(Entries from an annotation dataset)
= = = =

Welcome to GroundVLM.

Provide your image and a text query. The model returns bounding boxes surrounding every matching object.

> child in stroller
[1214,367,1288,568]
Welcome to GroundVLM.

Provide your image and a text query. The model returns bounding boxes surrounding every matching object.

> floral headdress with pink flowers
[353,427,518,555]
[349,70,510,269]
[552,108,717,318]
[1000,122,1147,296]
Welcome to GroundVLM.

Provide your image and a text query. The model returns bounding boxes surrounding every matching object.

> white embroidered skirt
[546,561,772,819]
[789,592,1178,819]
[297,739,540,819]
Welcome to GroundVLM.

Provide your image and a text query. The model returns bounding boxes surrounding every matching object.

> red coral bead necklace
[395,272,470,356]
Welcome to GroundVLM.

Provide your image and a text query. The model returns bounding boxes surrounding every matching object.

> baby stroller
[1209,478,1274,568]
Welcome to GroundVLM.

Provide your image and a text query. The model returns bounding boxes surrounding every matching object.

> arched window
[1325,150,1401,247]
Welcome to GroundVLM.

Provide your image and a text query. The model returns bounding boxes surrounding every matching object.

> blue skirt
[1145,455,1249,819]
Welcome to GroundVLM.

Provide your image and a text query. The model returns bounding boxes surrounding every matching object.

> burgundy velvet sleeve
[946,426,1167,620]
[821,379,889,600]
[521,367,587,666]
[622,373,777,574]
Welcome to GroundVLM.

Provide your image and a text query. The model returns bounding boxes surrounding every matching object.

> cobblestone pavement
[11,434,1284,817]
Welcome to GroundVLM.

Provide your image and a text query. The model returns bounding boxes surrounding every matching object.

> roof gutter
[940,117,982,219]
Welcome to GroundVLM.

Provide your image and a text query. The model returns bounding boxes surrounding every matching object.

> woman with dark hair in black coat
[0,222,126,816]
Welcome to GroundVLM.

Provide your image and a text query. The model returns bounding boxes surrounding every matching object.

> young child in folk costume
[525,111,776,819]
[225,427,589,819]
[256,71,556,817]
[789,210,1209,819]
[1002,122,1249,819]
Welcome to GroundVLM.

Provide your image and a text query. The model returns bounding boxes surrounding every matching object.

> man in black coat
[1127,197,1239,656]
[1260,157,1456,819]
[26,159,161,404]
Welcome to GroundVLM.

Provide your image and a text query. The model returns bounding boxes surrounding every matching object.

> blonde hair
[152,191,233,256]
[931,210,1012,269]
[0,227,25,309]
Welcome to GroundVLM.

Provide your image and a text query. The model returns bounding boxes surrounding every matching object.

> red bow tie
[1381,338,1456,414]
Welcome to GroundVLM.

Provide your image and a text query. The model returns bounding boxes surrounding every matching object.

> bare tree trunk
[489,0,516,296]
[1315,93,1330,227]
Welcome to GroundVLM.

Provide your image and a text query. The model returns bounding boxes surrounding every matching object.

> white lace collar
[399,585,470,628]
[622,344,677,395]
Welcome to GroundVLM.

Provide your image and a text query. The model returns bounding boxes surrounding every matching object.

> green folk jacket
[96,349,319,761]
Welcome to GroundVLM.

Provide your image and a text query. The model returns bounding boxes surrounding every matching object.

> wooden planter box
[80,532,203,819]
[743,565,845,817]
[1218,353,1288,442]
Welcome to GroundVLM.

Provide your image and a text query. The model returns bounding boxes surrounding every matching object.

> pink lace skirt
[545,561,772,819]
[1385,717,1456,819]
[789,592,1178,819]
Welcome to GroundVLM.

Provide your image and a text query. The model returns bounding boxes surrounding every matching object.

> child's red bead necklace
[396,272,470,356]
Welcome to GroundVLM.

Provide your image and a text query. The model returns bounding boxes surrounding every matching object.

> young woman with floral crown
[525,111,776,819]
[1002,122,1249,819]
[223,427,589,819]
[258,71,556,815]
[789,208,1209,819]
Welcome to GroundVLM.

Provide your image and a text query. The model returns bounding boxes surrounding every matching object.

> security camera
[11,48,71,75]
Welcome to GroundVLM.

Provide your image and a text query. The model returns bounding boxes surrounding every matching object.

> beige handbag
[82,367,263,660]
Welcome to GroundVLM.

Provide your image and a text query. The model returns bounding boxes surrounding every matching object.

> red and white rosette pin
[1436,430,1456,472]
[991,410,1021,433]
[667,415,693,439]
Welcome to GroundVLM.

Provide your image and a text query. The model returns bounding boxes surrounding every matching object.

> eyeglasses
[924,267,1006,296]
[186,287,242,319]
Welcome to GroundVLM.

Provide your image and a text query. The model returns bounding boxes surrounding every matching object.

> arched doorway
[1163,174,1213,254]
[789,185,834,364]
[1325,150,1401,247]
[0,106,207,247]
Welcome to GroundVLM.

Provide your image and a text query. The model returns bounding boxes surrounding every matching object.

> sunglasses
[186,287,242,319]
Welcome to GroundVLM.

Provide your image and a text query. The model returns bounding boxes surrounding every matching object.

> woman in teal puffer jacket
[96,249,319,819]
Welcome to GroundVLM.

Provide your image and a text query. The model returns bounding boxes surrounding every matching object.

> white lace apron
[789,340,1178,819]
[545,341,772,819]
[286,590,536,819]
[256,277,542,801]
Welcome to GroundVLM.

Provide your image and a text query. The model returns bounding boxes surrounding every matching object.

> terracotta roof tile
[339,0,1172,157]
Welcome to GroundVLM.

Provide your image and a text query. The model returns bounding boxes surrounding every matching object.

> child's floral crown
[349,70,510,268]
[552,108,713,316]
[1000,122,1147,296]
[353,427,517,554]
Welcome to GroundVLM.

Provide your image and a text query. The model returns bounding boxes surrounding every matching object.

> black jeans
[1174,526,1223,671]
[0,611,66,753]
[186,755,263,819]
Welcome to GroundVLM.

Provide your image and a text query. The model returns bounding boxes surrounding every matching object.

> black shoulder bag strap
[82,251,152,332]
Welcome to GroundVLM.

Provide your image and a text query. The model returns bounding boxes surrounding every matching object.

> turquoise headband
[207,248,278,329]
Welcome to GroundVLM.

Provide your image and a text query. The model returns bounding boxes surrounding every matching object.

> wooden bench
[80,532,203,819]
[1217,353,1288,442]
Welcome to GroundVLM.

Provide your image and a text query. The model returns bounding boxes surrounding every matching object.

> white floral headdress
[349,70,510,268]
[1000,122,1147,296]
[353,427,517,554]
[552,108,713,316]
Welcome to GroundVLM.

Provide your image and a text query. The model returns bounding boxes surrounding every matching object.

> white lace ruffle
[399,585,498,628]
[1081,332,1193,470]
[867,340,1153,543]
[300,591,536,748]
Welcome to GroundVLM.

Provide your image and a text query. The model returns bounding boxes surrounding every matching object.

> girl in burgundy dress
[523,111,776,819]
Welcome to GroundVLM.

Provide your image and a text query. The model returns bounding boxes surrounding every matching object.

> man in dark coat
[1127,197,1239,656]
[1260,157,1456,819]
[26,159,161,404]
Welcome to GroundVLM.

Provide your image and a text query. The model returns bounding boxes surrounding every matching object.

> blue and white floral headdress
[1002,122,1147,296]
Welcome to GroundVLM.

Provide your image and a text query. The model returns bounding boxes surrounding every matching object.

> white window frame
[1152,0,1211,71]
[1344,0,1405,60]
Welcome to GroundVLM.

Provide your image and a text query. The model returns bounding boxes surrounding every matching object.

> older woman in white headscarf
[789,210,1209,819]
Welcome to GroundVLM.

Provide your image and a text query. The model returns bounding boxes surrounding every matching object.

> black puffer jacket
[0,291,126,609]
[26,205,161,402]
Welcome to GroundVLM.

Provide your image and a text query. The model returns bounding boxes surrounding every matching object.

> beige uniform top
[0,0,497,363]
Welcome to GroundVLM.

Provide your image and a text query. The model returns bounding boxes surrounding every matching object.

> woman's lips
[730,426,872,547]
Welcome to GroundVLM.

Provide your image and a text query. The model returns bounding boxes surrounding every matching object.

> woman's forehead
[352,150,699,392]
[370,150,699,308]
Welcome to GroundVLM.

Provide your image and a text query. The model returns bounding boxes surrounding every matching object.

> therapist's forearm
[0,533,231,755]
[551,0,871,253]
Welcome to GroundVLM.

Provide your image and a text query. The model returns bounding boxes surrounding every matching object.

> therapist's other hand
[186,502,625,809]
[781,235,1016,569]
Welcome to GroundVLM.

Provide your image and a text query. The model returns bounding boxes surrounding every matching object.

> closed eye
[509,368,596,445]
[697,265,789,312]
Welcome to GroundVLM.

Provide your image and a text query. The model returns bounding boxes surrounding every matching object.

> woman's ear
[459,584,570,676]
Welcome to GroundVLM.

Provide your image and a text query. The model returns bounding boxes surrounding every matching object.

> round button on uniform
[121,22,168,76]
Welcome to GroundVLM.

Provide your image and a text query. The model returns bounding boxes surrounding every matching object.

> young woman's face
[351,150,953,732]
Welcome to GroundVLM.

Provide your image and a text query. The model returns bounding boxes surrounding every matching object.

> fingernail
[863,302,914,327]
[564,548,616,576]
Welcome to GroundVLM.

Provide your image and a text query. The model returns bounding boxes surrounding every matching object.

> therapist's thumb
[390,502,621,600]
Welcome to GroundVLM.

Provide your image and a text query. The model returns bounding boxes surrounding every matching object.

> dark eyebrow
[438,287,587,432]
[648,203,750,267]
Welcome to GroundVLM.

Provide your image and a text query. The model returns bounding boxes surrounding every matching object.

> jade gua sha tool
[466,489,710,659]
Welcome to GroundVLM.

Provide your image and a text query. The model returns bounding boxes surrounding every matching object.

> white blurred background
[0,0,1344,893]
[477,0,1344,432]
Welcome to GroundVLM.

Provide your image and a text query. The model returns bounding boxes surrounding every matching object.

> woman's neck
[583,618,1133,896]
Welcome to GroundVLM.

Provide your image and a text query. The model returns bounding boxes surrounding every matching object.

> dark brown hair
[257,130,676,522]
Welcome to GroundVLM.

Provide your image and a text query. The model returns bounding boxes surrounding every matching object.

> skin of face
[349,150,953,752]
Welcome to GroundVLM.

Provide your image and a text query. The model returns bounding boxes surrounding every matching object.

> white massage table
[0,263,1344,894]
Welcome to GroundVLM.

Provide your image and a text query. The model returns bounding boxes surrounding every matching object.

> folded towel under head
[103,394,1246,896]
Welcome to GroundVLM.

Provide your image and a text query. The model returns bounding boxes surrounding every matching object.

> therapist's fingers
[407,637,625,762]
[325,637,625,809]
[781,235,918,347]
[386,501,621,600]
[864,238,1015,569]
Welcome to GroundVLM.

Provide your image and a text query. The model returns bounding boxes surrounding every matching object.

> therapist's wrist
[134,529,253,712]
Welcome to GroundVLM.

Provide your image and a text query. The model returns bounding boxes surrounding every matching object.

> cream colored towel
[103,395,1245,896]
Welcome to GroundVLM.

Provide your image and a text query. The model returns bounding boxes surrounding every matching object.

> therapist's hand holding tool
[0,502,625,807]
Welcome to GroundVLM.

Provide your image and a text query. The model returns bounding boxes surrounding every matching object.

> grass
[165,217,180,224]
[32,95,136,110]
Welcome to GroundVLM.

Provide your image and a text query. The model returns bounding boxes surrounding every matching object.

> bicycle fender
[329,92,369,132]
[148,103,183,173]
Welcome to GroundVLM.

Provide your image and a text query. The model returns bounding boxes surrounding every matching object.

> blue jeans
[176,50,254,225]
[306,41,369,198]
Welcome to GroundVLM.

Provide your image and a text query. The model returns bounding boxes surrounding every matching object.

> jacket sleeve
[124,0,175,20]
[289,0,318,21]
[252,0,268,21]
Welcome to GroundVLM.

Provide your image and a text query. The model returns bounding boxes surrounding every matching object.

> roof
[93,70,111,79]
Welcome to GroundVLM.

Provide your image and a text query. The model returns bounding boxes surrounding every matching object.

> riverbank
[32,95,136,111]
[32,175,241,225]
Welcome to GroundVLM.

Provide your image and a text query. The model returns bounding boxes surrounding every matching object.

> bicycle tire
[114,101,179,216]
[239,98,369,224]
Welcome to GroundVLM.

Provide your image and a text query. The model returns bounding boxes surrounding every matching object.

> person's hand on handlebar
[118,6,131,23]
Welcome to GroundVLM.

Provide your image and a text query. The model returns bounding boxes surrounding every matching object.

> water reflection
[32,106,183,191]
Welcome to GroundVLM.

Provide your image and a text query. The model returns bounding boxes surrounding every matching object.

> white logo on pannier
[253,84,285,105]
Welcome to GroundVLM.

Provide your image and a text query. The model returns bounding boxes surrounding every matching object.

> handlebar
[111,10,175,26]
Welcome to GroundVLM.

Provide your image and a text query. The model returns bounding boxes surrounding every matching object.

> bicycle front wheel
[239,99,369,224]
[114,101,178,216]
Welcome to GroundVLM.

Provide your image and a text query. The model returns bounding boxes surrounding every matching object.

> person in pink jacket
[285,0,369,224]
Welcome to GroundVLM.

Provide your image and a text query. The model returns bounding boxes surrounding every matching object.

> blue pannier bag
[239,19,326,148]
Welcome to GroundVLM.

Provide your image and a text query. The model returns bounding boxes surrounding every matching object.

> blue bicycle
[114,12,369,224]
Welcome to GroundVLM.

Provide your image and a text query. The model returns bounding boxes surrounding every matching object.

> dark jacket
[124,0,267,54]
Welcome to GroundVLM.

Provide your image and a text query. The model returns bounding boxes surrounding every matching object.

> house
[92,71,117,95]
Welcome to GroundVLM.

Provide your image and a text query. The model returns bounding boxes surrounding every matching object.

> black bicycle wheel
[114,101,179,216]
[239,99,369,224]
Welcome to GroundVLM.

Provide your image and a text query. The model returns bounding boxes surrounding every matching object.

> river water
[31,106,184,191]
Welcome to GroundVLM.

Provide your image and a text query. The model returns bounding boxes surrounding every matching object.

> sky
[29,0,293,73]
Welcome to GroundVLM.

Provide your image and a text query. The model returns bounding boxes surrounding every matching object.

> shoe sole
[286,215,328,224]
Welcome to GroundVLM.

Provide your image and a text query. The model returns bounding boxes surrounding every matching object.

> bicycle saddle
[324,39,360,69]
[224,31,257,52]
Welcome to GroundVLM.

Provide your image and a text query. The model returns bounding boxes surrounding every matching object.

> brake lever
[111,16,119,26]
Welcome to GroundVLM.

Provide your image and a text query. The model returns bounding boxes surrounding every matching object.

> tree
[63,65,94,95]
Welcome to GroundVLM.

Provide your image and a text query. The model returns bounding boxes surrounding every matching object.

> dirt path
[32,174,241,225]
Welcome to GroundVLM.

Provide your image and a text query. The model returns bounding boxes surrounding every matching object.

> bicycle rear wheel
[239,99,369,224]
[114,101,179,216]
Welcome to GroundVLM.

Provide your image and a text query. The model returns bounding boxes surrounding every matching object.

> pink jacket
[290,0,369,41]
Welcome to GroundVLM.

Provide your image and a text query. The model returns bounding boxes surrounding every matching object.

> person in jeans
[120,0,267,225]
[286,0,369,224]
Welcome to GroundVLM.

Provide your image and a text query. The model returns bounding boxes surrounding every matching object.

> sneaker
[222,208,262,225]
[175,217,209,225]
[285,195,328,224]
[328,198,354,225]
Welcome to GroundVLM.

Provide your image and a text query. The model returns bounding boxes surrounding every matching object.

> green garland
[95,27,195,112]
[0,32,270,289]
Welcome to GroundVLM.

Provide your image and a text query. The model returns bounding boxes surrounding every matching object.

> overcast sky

= = = =

> **Objective**:
Rewrite the items from the start through the line containing "[1214,367,1288,568]", changing "child" to "toddler" and leaving everything else unchanged.

> **Output**:
Welcome to GroundVLM.

Provide your image and a text query. The model returns bounding boxes surrounding every matching object.

> toddler in stroller
[1214,367,1288,568]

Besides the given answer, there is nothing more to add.